___ SOURCE TEXT

Hannah Perry, Viruses Worth Spreading, 2017. AR Summer 2017 Review
Hannah Perry, Viruses Worth Spreading, 2017. AR Summer 2017 Review

Arsenal Contemporary, New York, 3 May – 2 July 

During the performance at her new solo show, British artist Hannah Perry is seen sitting on the floor, hunched over her laptop and typing while smoking a cigarette. In the dark room around her, a group of performers bounce off contorted white blobs in plastic and foam scattered on the ground, momentarily enacting postures of affect such as longing, despair, anger and desire.

The lonely girl behind the computer crystallises as the authorial voice of Viruses Worth Spreading, a postbreakup journey spanning painting, sculpture and video, and mapped through the many arbitrary traces of contemporary online life (including but not limited to updating, stalking, liking, blocking, streaming and chatting). Perry’s obsessiveness unfolds as a porous encounter with the world in both virtual and material terms, tracking the textual and material manifestations of human emotion onto familiar industrial materials. A series of prints on Plexiglas and aluminium (A Phone Full of Friendzones, Size Queen, Hey Papi, all works 2017) greet the viewer along the wall of the gallery. They consist of collaged snippets of personal text messages; fragmented, sized-up iPhone images; and various other online vernaculars. Summer of Blocking textually archives on Plexiglas spiralling threats against an estranged lover, ultimately ending with the statement ‘block myself’. The deeply personal and even diaristic is here always already mediated digitally, and seemingly only registered once communicated and distributed as data, where, in the flow of Internet traffic, it is destined to become a little less generic than a meme.

______
___ STORED DATA

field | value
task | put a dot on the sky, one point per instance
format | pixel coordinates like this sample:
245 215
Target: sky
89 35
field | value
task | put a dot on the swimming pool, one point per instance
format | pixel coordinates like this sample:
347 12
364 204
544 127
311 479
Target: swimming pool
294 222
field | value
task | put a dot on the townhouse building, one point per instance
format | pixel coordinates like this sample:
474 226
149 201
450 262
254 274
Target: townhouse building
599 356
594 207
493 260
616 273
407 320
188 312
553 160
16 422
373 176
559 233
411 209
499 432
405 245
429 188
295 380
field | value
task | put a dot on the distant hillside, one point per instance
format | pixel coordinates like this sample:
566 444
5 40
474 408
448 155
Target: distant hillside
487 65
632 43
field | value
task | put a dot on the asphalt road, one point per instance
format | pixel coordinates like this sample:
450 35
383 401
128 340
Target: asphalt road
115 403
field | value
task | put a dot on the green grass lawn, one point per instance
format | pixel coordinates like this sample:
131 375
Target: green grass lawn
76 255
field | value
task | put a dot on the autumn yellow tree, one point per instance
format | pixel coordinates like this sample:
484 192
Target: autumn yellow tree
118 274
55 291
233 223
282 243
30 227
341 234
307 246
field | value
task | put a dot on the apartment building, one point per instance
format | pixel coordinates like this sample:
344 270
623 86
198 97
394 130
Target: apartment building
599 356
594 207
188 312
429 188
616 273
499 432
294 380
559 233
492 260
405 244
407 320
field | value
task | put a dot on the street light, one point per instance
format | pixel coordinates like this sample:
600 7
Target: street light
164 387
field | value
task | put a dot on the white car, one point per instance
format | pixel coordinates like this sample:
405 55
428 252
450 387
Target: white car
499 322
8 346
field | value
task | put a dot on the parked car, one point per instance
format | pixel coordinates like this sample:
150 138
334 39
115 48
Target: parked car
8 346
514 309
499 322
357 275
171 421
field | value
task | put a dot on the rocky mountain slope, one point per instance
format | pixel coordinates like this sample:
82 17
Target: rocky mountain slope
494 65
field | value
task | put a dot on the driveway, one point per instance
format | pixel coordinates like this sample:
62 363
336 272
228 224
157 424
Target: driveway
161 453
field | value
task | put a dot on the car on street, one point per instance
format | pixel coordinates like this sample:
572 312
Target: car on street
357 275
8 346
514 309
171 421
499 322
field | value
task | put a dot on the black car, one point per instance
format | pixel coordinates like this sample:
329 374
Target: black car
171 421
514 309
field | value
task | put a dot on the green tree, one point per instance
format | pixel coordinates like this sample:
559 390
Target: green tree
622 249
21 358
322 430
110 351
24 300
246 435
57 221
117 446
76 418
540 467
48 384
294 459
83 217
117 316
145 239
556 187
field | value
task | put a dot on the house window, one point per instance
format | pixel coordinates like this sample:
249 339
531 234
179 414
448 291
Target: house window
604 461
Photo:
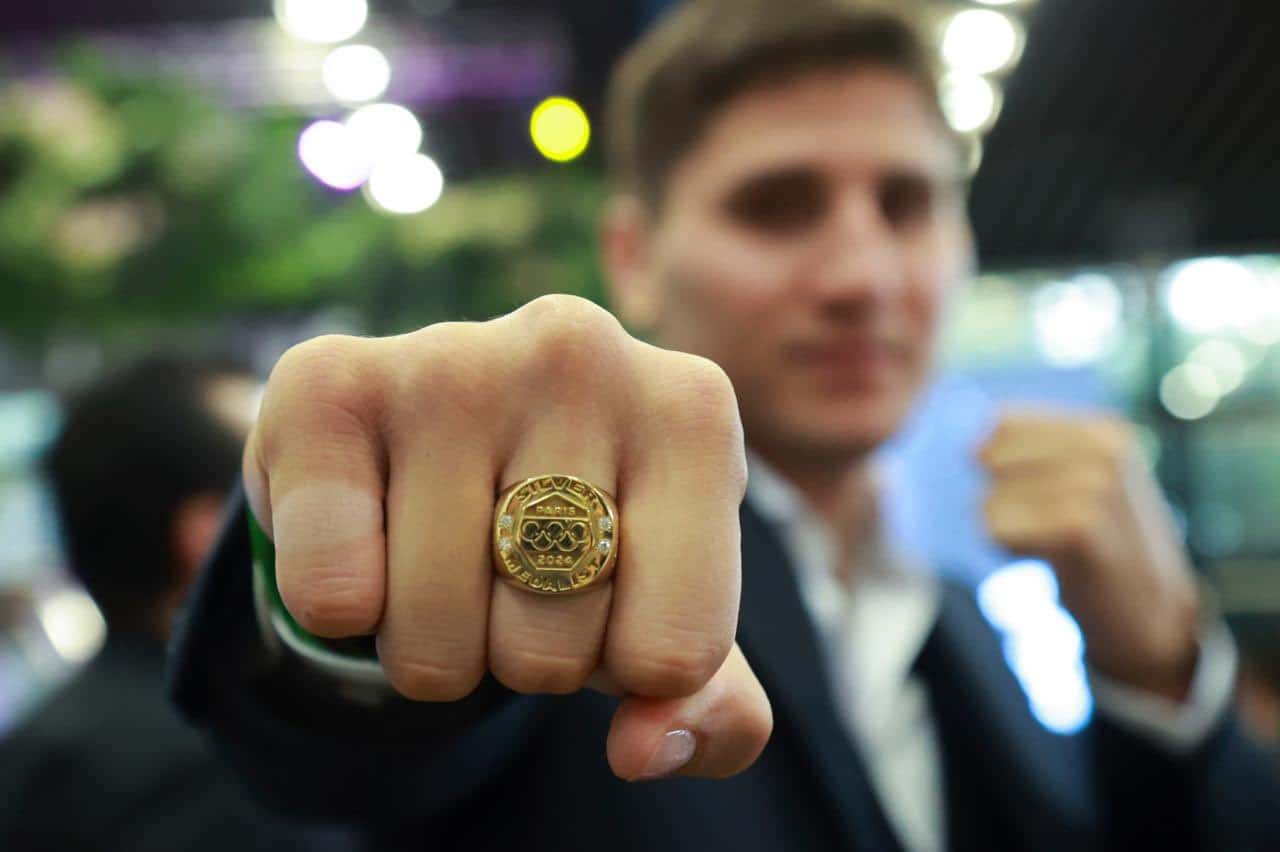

______

## TASK REQUIREMENTS
Could you reproduce the review of Hannah Perry's Viruses Worth Spreading above in full, word for word?

## WRITTEN SOLUTION
Hannah Perry, Viruses Worth Spreading, 2017. AR Summer 2017 Review
Hannah Perry, Viruses Worth Spreading, 2017. AR Summer 2017 Review

Arsenal Contemporary, New York, 3 May – 2 July 

During the performance at her new solo show, British artist Hannah Perry is seen sitting on the floor, hunched over her laptop and typing while smoking a cigarette. In the dark room around her, a group of performers bounce off contorted white blobs in plastic and foam scattered on the ground, momentarily enacting postures of affect such as longing, despair, anger and desire.

The lonely girl behind the computer crystallises as the authorial voice of Viruses Worth Spreading, a postbreakup journey spanning painting, sculpture and video, and mapped through the many arbitrary traces of contemporary online life (including but not limited to updating, stalking, liking, blocking, streaming and chatting). Perry’s obsessiveness unfolds as a porous encounter with the world in both virtual and material terms, tracking the textual and material manifestations of human emotion onto familiar industrial materials. A series of prints on Plexiglas and aluminium (A Phone Full of Friendzones, Size Queen, Hey Papi, all works 2017) greet the viewer along the wall of the gallery. They consist of collaged snippets of personal text messages; fragmented, sized-up iPhone images; and various other online vernaculars. Summer of Blocking textually archives on Plexiglas spiralling threats against an estranged lover, ultimately ending with the statement ‘block myself’. The deeply personal and even diaristic is here always already mediated digitally, and seemingly only registered once communicated and distributed as data, where, in the flow of Internet traffic, it is destined to become a little less generic than a meme.